[任务说明]:
请原样返回下方条目中所有包含字符串“metal”的行。匹配时区分大小写。

[所给材料]:
====

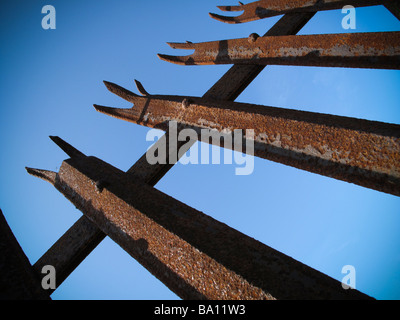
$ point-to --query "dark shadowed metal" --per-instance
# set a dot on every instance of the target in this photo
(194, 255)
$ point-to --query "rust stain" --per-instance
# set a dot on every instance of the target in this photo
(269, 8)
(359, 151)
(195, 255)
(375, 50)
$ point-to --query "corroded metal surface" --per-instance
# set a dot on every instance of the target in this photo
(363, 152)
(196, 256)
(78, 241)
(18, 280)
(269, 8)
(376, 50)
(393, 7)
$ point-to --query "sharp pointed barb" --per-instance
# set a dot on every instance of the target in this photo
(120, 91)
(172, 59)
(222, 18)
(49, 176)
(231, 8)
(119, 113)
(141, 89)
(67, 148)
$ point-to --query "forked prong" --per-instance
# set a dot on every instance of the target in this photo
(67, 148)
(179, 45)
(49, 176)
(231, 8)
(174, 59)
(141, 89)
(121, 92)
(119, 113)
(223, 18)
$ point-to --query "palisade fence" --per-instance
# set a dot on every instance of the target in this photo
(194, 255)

====

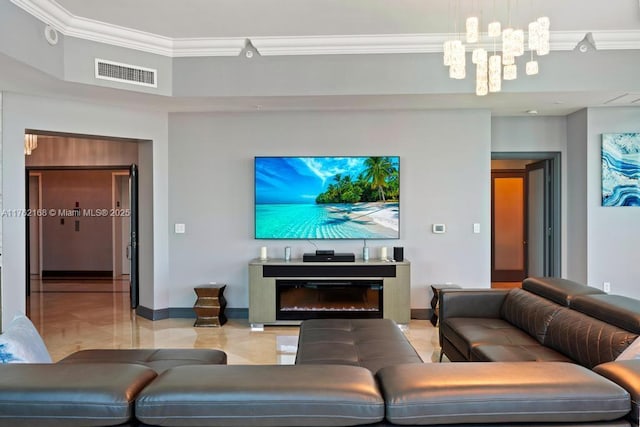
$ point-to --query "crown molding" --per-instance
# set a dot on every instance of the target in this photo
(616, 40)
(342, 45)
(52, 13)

====

[回答]:
$ point-to --query "dark shadowed metal" --per-instance
$ point-to --query "corroded metal surface" --per-instance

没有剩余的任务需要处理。